▶ [STATED PROBLEM A]
Transcribe the Madonna passage below from "The Phenomenon of" up to and including "and ironical ways.".
▶ [STATED PROBLEM B]
Answer these questions from the Madonna passage below:
(i) Which two early songs does it name?
(ii) What does it say heightened the visual element in popular music?
(iii) Which aspect of the punk movement does it say Madonna appropriated?
▶ [STATED PROBLEM C]
In the Madonna passage below, rewrite the paragraph beginning "The point here is that right from the start" more briefly, keeping its main facts.

▶ [SOURCE EXTRACT]
The Phenomenon of Madonna
What is most striking about Madonna, and I think what makes her most appealing to structuralists and post-structuralists, is her ability to change images, wear different masks as facets of personality, to fashion a dynamic artistic self of often ontradictory personnas. She is, I think, indisputably postmodern in this regard, that is, she has made a name for herself by appropriating and juxtoposing cultural and ideological bric-a-brac in new and ironical ways.

Let's take a cursory look at her rise to stardom and the image changes she has managed in a relatively short time span. She starts off in the early 1980's as a rather lightweight dance music singer with such songs as "Borderline" and "Lucky Star." But what was her image? This was what catapulted her first and foremost. If you recall she adeptly combined images of her Catholic upbringing (Rosary beads, the crucifix) with a certain. shall we say, post-punk fashion sensibility (black bras, thrift store clothing), then merging this with a dance club goer's attention to makeup, a cute hair style, leotards, so that she ends up as a regurgitated cutey-pie punker, or to look at it another way, a punkisized disco princess. And all the while there is the prominence of Catholic trinkets, which we may recall struck the nerve of young urban and suburban Catholic women all across America. In one sense Madonna appropriated one aspect of the punk movement (its use of religious iconography) and made it safe for the suburban babe.

The point here is that right from the start Madonna's music was less important than her image. I would venture to say that those early hits if you were to simply listen to them on the radio or in a dance club were merely bouncy, standard disco fare. MTV's heightening of the visual element in popular music gave Madonna's "look" a new importance. And this look was, at the time, a curious hodgepodge.

▶ [DATASET CONTENT]
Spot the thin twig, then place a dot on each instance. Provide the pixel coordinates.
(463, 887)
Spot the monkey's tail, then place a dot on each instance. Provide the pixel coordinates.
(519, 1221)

▶ [CORRECT ANSWER A]
The Phenomenon of Madonna
What is most striking about Madonna, and I think what makes her most appealing to structuralists and post-structuralists, is her ability to change images, wear different masks as facets of personality, to fashion a dynamic artistic self of often ontradictory personnas. She is, I think, indisputably postmodern in this regard, that is, she has made a name for herself by appropriating and juxtoposing cultural and ideological bric-a-brac in new and ironical ways.

▶ [CORRECT ANSWER B]
(i) "Borderline" and "Lucky Star."
(ii) MTV.
(iii) Its use of religious iconography.

▶ [CORRECT ANSWER C]
From the start, Madonna's image mattered more than her music. Heard only on the radio or in a dance club, her early hits were merely bouncy, standard disco fare. MTV's heightening of the visual element in popular music gave her "look" a new importance, and at the time that look was a curious hodgepodge.